ASSIGNMENT A: Please translate into Spanish this sentence from the Alfonsin article below: "Raul Alfonsin clearly means business."
ASSIGNMENT B:
Answer these questions from the Alfonsin article below.
(i) Over what period did the three military juntas rule?
(ii) Whose first 100 days is Alfonsin's start compared to?
(iii) According to his statement after the inauguration, what must prevail in the nation?
ASSIGNMENT C: Pick up the Alfonsin article below at its last sentence and continue it.

PASSAGE:
↓↓↓

Argentina's Alfonsin: off to a fast start
By James Nelson Goodsell, Staff writer of The Christian Science Monitor
Raul Alfonsin clearly means business. Within hours of his swearing in last Saturday, Argentina's first civilian president in nearly eight years was giving Argentines every indication that he intends to take full charge of their badly demoralized and economically bankrupt nation.
Warning both the much-discredited Argentine military and once-strong leftist extremists that he will brook no nonsense from either, he said in a statement following his inauguration that ''this is a nation where justice and peace must prevail.''
Like a thunderbolt he has embarked on a Franklin Roosevelt-like first 100 days to begin tackling Argentina's political malaise and economic stagnation. In quick succession this week, he:
* Ordered the court-martialing of all members of three military juntas that ruled from March 1976 through June 1982. They are to be charged with violations of the human rights of thousands of Argentines.

↑↑↑

STUDY MATERIAL:
↓↓↓

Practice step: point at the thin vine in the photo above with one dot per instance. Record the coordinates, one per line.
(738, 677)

↑↑↑
↓↓↓

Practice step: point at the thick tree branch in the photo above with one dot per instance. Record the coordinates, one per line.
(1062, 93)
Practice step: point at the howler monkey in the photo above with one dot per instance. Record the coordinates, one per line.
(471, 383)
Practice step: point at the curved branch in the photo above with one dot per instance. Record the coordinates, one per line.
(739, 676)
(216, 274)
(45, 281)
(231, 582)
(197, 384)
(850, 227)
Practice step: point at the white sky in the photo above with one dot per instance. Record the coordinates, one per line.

↑↑↑

ANSWER BOX A: Raúl Alfonsín claramente va en serio.

ANSWER BOX B:
(i) From March 1976 through June 1982.
(ii) Franklin Roosevelt's.
(iii) Justice and peace.

ANSWER BOX C:
* Asked Congress to formally abrogate an amnesty law decreed by the military in September exempting military, police, and other paramilitary people from prosecution for the disappearances, torture, and murder of thousands of Argentines after the 1976 military coup.
* Indicated he would cashier some 50 senior Army, Air Force, and Navy officers as he cuts back on the bloated size of the armed forces and puts the services under civilian control.
* Clamped price controls on a long list of foodstuffs, medicines, and cleaning materials, as well as cigarettes, cement, and school supplies in an effort to slow the nation's soaring inflation, now running at 1,000 percent a year.
These steps in themselves cannot fully control the Argentine military nor bring order to the nation's economy. But they are important - and many feel impressive - first steps.
Argentine commentators, including J. Iglesias Rouco, the respected columnist for the Buenos Aires morning daily La Prensa, warn that Dr. Alfonsin must move quickly while the military is in disarray. And an Argentine politician with a military background says: ''He needs to remember that mad military ambition lurks in the breasts of most officers and these ambitions will fly again unless he quickly clips the wings of the military.''
Those who will be court-martialed include the three officers, led by Lt. Gen. Leopoldo Fortunato Galtieri, who are already under court-martial proceedings for leading Argentina into last year's war with Britain over the Falkland Islands.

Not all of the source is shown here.